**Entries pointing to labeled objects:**
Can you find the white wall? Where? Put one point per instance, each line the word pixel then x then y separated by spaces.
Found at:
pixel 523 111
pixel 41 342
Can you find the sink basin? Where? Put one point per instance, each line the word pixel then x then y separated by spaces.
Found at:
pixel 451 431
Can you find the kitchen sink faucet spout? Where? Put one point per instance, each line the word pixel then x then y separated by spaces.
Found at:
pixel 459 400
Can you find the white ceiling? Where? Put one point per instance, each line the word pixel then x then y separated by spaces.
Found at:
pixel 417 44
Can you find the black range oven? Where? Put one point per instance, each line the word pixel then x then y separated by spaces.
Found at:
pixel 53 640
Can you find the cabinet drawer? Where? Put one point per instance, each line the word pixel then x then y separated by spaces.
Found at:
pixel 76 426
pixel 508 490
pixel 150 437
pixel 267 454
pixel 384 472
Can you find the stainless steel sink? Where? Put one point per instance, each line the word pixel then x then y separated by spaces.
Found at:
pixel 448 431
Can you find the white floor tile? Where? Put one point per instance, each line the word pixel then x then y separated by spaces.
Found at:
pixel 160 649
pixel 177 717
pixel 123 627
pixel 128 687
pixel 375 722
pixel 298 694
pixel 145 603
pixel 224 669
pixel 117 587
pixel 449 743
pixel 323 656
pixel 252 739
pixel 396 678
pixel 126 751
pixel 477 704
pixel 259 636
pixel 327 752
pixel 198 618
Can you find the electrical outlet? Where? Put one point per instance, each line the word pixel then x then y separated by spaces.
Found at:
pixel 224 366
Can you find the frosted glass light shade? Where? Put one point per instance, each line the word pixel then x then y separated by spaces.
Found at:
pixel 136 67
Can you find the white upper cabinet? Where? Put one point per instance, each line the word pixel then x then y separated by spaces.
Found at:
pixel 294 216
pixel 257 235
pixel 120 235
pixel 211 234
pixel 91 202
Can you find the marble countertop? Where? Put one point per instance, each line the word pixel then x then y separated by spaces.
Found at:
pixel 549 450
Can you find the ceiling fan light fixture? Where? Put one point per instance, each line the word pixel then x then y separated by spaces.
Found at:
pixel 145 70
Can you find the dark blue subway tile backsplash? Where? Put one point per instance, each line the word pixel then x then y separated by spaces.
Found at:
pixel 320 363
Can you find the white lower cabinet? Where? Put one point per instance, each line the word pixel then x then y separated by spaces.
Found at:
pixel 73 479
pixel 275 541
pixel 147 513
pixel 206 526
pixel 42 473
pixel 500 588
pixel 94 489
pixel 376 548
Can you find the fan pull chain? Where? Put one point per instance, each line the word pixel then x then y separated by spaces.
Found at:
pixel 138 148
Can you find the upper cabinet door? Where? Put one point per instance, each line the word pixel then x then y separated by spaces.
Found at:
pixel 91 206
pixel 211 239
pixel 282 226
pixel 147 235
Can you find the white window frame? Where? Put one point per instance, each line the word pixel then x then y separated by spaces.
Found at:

**PROBLEM TO WORK ON:**
Rewrite the material with "Located at" swapped in for each "Found at". Leave everything else unchanged.

**ANSWER FOR THE TASK:**
Can you find the white wall? Where? Put one point per instance, each line the word pixel then x then y separated by spaces.
Located at:
pixel 523 111
pixel 41 342
Can you find the sink basin? Where? Put one point per instance, each line the word pixel then x then y separated by spaces.
Located at:
pixel 451 431
Can you find the kitchen sink faucet spout? Where? Put one point per instance, each line the word pixel then x then y separated by spaces.
Located at:
pixel 459 400
Can you find the white ceiling? Where? Put one point per instance, each line the word pixel then x then y separated by spaces.
Located at:
pixel 417 44
Can you find the black range oven? Where? Put one point per instance, each line the word pixel then x then y separated by spaces.
Located at:
pixel 53 640
Can you find the cabinet drawer? Where? Put one point per instance, each line the word pixel then x then y separated by spaces.
Located at:
pixel 76 426
pixel 508 490
pixel 150 437
pixel 267 454
pixel 384 472
Can you find the stainless steel sink? Where? Put one point per instance, each line the word pixel then x then y separated by spaces.
Located at:
pixel 448 431
Can you find the white floor tile? Where? Put one point per instance, each line the word pixel then x then y separated by spaces.
Located at:
pixel 160 649
pixel 177 717
pixel 123 627
pixel 128 687
pixel 375 722
pixel 298 694
pixel 145 603
pixel 224 669
pixel 117 587
pixel 449 743
pixel 323 656
pixel 252 739
pixel 396 678
pixel 126 751
pixel 477 704
pixel 259 636
pixel 327 752
pixel 198 618
Can you find the electrical outlet? Where? Put one point per instance, each line the word pixel then x then y separated by spaces.
Located at:
pixel 224 366
Can you find the frosted glass light shade? Where? Put one point per instance, each line the word pixel then x then y separated by spaces.
Located at:
pixel 136 67
Can you find the white upper cabinet? Where? Put one point per instance, each line the word pixel then x then y separated by spaces.
Located at:
pixel 294 216
pixel 257 235
pixel 120 235
pixel 211 234
pixel 91 202
Can you find the marble countertop? Where? Put one point per instance, each line the word pixel then x then y separated by spaces.
Located at:
pixel 549 450
Can you find the ceiling fan light fixture? Where? Put one point per instance, each line the word pixel then x then y separated by spaces.
Located at:
pixel 145 70
Can you find the dark blue subway tile backsplash? Where? Put one point per instance, each line the word pixel then x then y separated by spaces.
Located at:
pixel 320 363
Can you find the white lower cabinet? Where? Put one point per instance, each line the word pixel then x then y separated by spaces.
Located at:
pixel 73 479
pixel 275 541
pixel 147 513
pixel 206 526
pixel 42 473
pixel 500 588
pixel 94 489
pixel 376 548
Can you find the fan pull chain? Where? Put one point per instance, each line the word pixel then x then y separated by spaces.
Located at:
pixel 138 148
Can you find the upper cabinet door? Where? Put one point per instance, each line the word pixel then x then y separated by spaces.
Located at:
pixel 91 206
pixel 211 239
pixel 282 226
pixel 147 235
Can you find the white window frame? Where? Put one point per instance, each line the word pixel then x then y separated by spaces.
Located at:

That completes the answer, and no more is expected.